• **Short exercise**:
Rewrite everything from the line containing "Mark every instance of the fence" down to the line containing "<point>324,146</point>" as a two-column CSV with the headers "text" and "answer". Give one CSV line per row, with each field in double quotes and any line breaks inside a field replaced by spaces.

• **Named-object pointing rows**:
========================================================================
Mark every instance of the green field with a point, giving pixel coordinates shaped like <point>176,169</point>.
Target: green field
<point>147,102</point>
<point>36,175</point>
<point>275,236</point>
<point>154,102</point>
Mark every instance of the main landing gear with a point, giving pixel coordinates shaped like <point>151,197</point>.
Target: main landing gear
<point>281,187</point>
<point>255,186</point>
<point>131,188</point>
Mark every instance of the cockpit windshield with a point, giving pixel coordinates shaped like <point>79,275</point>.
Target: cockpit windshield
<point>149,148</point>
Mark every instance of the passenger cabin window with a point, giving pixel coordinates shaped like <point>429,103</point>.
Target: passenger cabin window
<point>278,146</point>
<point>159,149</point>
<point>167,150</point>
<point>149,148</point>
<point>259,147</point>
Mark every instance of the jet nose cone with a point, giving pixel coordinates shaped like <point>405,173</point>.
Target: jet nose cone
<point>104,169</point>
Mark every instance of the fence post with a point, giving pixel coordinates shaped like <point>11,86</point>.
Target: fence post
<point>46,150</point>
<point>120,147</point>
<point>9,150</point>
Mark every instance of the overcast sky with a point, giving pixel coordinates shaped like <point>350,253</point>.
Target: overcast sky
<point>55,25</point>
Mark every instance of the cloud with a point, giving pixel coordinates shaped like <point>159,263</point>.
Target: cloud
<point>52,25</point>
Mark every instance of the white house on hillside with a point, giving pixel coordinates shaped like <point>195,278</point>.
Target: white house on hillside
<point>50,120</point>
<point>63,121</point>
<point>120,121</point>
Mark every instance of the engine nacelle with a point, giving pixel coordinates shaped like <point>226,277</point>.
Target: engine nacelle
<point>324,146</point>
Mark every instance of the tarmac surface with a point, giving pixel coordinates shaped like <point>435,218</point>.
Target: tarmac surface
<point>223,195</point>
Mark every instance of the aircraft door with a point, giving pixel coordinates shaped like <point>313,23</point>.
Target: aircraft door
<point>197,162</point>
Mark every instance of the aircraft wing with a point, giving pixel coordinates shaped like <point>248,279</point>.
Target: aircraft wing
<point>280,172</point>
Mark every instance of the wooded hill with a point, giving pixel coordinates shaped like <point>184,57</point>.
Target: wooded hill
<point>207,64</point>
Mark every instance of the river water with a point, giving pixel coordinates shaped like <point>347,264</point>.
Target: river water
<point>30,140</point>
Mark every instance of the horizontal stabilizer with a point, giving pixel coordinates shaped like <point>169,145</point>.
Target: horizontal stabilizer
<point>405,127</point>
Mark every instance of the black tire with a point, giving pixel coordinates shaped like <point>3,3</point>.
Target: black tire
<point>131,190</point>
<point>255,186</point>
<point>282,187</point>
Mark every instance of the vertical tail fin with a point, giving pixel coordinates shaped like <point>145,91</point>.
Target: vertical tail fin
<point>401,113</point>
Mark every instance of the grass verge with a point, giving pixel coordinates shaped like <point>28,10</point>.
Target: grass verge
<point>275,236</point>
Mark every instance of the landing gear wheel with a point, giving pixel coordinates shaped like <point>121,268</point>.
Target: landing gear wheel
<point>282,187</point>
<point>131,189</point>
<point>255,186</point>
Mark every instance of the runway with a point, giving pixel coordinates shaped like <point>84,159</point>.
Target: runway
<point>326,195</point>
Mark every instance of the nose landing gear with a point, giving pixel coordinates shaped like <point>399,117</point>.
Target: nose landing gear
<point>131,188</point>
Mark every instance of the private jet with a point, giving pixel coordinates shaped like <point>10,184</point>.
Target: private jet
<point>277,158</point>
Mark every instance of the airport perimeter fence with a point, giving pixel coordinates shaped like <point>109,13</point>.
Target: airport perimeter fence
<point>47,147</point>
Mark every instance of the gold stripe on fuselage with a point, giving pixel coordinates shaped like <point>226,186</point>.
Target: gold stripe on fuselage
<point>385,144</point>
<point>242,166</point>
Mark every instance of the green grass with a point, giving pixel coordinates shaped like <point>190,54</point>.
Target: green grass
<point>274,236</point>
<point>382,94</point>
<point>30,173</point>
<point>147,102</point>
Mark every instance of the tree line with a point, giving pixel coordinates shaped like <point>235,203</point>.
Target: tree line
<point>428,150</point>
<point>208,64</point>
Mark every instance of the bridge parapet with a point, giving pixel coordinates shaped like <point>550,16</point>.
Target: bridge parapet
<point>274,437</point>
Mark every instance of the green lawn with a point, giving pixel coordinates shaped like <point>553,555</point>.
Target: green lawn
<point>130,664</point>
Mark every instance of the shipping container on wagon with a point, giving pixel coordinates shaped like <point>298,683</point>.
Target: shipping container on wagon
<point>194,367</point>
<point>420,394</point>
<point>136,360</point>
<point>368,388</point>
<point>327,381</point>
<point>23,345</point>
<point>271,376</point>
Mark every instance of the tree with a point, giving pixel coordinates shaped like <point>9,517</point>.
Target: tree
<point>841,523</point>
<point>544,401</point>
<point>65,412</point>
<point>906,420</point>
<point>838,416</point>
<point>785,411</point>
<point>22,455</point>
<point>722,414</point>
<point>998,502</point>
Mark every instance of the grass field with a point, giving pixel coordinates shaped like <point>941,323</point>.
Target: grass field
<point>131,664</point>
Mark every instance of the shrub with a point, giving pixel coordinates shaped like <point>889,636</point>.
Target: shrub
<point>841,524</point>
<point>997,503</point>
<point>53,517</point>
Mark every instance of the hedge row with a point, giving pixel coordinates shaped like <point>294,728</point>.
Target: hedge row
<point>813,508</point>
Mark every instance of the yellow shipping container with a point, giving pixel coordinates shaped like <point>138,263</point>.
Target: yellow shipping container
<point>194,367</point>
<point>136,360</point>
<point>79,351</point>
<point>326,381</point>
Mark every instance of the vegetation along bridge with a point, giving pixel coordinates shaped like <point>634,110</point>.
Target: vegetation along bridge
========================================================================
• **The reply**:
text,answer
"Mark every instance of the fence post with a point, giving pixel coordinates shaped like <point>11,86</point>. Target: fence post","<point>46,150</point> <point>120,147</point> <point>9,150</point>"
"Mark every instance of the overcast sky with a point, giving pixel coordinates shaped like <point>350,253</point>. Target: overcast sky","<point>55,25</point>"
"Mark every instance of the cloud with a point, giving pixel coordinates shaped like <point>159,263</point>. Target: cloud","<point>52,25</point>"
"Mark every instance of the white house on hillside with a point, giving pixel coordinates shaped like <point>195,278</point>. Target: white house on hillside","<point>50,120</point> <point>63,121</point> <point>120,121</point>"
"Mark every instance of the engine nacelle with a point, giving pixel coordinates shaped like <point>226,277</point>. Target: engine nacelle","<point>324,146</point>"